# WHAT YOU ARE ASKED TO DO
In the symposium reflection, rewrite the section from "Experiences of landscapes" to "through shared space.", replacing "meshwork" with "network".

Start of QUOTED TEXT

Editor’s note: This is the sixth in a series of articles on the 2018 Canadian History and Environment Summer Symposium. The symposium was held in Saskatchewan in early June and focused on the theme of “Prairie and Environmental Change in the Twentieth Century.”
Experiences of landscapes and the environment are part of a greater meshwork of relations which all must be considered together. As Tim Ingold writes, a meshwork is “entangled lines, of bodily movement and material flow,” it is “nothing more than the web of life itself.”[1] I consider space as shared between beings, and agency as varied and part of a spectrum of possibilities. Some agencies are more difficult to bring to light than others, but I also believe that history is not exclusive to humanity, although our concepts are what make it clear and has made it into a discipline. History is the result of interactions, of dynamics, of sharing … it is a result of this meshwork of relations. This meshwork is made increasingly clear through shared space.
This year’s edition of CHESS, “Prairie Landscapes and Environmental Change in the 20th Century,” took us across surprising landscape and environmental variations in Saskatchewan; variations which, as someone who had never been west of Ontario, I did not expect. My experience has made me realize even more so the importance of living and experiencing the environment firsthand, as well as taking the time to reflect on its changes through time, and on those who have affected it and built on it. As a PhD student in animal, urban and environmental history, with a multidisciplinary background that includes some archaeology, I felt the significance and the importance of temporarily leaving our archives behind as historians. Space and place are lived, experienced and felt, and no archival source can come near to replacing this. I understand to a greater extent my constant need for archival validation through photographs, cartography and even fieldwork, both in spite of and because of temporal changes.

End of QUOTED TEXT
Start of EXCERPTED RECORDS

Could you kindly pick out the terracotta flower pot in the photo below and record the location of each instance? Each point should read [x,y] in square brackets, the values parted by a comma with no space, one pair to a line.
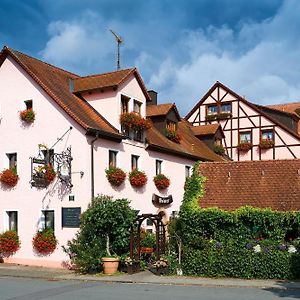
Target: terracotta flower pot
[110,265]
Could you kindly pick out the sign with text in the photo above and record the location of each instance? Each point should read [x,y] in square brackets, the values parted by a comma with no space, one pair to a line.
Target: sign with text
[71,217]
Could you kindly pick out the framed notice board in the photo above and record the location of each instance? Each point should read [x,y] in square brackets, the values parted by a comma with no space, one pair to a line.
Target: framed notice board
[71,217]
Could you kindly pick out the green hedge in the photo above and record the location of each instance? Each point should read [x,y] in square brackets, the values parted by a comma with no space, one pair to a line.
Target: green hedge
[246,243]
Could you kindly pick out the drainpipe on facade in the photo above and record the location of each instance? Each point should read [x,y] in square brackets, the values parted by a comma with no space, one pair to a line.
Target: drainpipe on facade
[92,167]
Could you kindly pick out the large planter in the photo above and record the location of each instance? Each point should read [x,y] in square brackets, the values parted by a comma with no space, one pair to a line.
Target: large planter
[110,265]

End of EXCERPTED RECORDS

# FINAL RESULT
Experiences of landscapes and the environment are part of a greater network of relations which all must be considered together. As Tim Ingold writes, a network is “entangled lines, of bodily movement and material flow,” it is “nothing more than the web of life itself.”[1] I consider space as shared between beings, and agency as varied and part of a spectrum of possibilities. Some agencies are more difficult to bring to light than others, but I also believe that history is not exclusive to humanity, although our concepts are what make it clear and has made it into a discipline. History is the result of interactions, of dynamics, of sharing … it is a result of this network of relations. This network is made increasingly clear through shared space.